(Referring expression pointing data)
□ □ □

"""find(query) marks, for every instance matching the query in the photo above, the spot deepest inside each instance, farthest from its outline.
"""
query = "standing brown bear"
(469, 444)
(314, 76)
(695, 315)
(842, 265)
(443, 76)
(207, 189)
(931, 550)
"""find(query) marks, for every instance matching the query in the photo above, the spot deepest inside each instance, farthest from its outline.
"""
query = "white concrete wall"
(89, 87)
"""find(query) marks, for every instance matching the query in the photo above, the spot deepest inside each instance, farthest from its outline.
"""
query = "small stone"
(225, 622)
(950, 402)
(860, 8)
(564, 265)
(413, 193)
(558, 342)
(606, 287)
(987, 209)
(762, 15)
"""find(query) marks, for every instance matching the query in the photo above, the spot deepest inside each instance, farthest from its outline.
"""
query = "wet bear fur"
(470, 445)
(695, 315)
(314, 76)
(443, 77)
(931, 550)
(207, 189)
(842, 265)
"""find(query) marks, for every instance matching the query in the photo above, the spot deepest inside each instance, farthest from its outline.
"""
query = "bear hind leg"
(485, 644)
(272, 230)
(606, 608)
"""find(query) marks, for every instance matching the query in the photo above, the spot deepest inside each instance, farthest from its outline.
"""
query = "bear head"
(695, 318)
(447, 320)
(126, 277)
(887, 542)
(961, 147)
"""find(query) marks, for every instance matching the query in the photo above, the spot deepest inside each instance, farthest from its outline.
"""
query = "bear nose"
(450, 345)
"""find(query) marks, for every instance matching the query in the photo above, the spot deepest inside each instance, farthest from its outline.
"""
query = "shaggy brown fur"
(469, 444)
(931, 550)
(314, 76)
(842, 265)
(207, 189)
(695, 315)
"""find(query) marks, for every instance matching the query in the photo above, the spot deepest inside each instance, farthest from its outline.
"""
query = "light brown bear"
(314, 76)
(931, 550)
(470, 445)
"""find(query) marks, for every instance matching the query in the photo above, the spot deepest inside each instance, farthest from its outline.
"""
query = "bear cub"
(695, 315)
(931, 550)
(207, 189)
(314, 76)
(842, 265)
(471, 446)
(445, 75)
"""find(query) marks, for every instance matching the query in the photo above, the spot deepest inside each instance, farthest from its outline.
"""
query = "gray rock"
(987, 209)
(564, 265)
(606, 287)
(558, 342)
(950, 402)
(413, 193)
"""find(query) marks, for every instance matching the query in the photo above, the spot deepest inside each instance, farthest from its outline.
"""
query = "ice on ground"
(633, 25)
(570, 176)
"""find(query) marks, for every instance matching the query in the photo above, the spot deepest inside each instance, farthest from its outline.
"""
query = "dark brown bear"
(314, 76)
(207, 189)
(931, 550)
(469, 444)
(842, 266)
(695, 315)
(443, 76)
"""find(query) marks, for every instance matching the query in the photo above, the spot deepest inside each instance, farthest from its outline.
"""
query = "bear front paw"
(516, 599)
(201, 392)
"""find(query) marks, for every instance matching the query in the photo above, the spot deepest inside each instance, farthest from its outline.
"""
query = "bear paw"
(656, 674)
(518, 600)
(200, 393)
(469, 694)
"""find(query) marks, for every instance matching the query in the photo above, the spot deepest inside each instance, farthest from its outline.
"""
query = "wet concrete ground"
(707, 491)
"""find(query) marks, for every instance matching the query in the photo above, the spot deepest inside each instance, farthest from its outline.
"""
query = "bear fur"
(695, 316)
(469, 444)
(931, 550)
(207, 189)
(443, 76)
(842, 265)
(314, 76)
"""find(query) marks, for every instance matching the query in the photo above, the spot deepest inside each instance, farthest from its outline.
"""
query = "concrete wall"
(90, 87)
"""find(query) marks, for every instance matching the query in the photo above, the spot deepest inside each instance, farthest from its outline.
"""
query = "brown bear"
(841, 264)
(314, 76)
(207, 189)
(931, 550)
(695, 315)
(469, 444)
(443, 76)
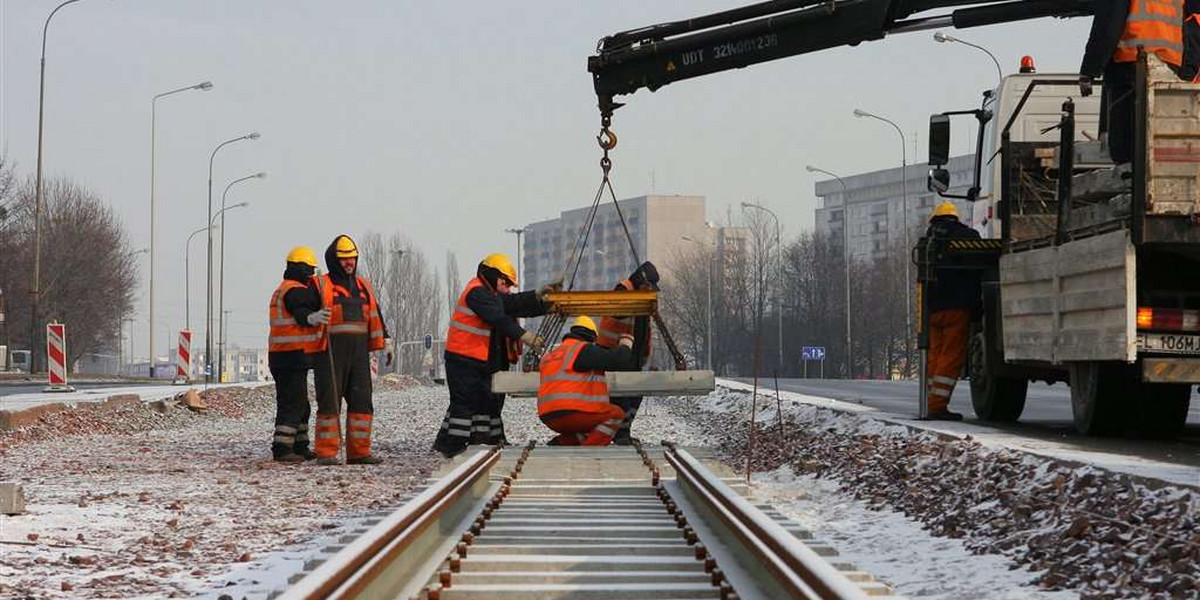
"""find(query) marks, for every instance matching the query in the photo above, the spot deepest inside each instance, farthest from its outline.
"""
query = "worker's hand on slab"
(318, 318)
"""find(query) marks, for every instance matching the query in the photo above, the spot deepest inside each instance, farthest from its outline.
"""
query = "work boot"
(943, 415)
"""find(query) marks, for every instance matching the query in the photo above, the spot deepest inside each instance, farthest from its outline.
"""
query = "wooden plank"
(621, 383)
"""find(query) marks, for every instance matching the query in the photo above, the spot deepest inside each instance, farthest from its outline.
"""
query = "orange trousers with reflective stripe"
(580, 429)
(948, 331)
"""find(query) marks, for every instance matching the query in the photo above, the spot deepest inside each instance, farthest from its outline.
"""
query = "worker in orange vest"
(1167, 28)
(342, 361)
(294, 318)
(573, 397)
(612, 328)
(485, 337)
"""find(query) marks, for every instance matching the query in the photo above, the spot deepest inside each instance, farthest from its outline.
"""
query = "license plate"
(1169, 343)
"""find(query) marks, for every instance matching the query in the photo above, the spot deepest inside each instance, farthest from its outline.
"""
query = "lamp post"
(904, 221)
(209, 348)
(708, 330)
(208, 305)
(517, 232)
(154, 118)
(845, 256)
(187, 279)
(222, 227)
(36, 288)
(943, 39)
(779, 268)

□ □ □

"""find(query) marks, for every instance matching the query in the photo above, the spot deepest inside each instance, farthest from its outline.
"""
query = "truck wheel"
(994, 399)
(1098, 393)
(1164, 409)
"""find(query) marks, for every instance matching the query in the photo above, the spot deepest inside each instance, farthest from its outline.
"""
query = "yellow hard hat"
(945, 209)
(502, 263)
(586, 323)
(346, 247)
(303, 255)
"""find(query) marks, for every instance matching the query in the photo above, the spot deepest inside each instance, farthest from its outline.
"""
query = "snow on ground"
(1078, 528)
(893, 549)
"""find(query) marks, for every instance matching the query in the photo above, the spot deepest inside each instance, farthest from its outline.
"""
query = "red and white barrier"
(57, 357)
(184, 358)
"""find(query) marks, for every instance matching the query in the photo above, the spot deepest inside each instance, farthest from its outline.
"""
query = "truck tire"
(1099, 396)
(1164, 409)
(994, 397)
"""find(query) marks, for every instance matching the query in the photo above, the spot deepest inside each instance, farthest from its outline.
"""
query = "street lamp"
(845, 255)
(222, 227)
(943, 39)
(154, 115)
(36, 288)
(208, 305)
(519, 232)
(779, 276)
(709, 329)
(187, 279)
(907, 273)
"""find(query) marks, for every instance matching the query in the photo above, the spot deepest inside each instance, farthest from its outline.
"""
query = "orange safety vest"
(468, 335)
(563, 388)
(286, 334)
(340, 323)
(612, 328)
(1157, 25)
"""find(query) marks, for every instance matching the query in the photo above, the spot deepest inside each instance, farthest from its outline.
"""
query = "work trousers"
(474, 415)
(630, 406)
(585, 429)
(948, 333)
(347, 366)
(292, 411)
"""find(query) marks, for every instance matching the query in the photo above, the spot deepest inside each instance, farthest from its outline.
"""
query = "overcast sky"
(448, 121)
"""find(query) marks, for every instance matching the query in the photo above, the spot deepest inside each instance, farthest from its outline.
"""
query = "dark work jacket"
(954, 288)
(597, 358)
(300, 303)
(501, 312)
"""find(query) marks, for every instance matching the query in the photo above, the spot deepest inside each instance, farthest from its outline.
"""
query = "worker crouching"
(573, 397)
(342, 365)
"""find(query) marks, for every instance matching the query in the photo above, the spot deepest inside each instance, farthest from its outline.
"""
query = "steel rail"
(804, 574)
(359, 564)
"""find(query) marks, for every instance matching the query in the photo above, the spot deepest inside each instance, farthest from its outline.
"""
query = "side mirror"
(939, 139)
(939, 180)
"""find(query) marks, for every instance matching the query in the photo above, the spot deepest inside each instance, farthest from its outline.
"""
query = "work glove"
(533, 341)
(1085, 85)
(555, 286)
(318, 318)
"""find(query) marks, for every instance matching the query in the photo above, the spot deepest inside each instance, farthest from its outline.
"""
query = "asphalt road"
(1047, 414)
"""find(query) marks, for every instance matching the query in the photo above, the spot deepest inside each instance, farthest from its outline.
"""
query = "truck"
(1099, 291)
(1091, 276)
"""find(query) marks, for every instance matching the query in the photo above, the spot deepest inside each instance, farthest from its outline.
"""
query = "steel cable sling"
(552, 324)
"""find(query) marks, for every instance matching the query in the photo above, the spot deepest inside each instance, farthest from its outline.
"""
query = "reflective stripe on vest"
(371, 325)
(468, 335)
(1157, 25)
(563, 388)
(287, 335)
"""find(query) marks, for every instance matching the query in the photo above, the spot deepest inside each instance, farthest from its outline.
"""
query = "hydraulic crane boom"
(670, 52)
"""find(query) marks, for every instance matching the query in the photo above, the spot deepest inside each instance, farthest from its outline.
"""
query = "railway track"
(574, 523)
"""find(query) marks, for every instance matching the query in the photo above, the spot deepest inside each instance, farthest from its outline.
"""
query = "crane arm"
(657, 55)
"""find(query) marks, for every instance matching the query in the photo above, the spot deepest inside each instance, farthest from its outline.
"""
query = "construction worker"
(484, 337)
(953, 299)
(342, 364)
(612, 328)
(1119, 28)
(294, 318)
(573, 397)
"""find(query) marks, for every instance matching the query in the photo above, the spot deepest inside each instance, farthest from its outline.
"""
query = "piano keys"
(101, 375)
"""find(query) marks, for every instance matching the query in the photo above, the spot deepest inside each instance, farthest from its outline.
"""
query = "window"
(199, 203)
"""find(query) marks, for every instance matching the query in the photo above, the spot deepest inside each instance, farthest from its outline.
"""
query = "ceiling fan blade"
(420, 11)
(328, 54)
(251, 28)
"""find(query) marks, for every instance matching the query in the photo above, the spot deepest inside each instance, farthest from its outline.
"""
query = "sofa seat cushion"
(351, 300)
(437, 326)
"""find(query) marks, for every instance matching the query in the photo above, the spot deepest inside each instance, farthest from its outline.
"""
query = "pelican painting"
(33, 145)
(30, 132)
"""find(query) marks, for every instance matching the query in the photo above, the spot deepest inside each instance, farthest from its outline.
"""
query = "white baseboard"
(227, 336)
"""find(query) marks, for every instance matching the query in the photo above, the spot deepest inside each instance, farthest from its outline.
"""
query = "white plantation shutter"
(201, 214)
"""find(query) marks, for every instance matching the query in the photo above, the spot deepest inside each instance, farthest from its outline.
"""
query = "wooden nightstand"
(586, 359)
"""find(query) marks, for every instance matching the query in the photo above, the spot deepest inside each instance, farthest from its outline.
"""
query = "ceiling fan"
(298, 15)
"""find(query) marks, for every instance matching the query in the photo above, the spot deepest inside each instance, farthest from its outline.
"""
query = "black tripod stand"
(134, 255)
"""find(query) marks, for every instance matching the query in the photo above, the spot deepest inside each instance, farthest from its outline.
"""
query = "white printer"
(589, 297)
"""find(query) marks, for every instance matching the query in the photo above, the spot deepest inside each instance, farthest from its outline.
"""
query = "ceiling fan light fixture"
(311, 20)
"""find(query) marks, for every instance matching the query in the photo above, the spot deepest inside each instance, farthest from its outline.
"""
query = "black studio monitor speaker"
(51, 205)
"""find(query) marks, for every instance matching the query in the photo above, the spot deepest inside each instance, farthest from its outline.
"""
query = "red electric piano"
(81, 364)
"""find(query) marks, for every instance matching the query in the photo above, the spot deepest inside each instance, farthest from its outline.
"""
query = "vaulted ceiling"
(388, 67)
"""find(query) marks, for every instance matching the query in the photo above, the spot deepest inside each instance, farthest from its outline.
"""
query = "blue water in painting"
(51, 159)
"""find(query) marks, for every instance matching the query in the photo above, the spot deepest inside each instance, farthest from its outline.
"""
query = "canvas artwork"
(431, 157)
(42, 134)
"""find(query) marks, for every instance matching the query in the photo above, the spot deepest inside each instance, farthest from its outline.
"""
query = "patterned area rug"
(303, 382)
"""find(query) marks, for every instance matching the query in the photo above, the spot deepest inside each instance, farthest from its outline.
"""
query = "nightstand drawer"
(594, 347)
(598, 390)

□ □ □

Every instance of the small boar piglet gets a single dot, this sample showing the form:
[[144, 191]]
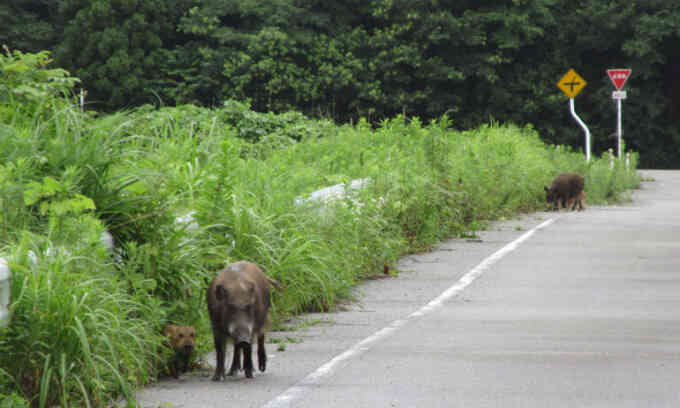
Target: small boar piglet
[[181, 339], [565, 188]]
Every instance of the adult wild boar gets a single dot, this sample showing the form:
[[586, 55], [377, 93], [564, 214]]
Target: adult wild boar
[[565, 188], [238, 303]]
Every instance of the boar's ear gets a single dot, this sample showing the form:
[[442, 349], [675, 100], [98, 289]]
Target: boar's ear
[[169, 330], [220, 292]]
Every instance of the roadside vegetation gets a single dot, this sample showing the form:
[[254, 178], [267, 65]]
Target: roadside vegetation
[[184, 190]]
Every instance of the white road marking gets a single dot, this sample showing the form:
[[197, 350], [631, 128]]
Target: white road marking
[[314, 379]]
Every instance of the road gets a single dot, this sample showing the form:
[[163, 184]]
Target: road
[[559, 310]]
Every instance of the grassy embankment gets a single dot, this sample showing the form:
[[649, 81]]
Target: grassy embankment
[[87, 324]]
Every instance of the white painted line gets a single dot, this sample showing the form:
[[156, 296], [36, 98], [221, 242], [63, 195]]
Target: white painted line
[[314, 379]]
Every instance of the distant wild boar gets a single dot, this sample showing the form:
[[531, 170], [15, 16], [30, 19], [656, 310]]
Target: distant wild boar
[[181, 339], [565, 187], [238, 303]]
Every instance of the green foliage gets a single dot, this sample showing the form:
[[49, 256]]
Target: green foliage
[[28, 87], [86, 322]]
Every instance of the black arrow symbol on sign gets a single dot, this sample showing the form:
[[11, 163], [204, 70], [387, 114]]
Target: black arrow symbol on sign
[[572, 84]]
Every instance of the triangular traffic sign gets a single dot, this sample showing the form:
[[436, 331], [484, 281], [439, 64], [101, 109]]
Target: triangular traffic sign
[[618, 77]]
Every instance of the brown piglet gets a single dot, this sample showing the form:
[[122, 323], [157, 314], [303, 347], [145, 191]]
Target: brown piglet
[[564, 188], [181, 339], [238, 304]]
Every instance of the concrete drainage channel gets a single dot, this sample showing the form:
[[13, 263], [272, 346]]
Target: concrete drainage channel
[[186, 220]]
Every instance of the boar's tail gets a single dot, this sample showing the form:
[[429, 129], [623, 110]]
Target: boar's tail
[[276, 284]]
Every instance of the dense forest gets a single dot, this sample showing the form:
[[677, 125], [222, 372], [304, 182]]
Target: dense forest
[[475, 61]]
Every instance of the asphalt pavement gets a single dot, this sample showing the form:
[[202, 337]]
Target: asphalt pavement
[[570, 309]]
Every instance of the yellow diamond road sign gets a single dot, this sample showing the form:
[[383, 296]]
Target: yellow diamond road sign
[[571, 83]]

□ □ □

__What is expected__: The reply should consist solely of the lines above from the one that has "Every instance of the brown" through the one that has "Every instance of the boar's tail", reproduced exactly.

__Exercise answer__:
Every instance of the brown piglet gets a single dot, this sample showing the form:
[[122, 323], [157, 314], [303, 347], [145, 191]]
Target: brown piglet
[[564, 188], [181, 339], [238, 304]]
Every instance of the concrete drainage channel gets a single dot, this sample showing the form:
[[13, 263], [272, 346]]
Target: concrete drainage channel
[[186, 220]]
Every instance of the boar's tail gets a single dot, this sample showing the form:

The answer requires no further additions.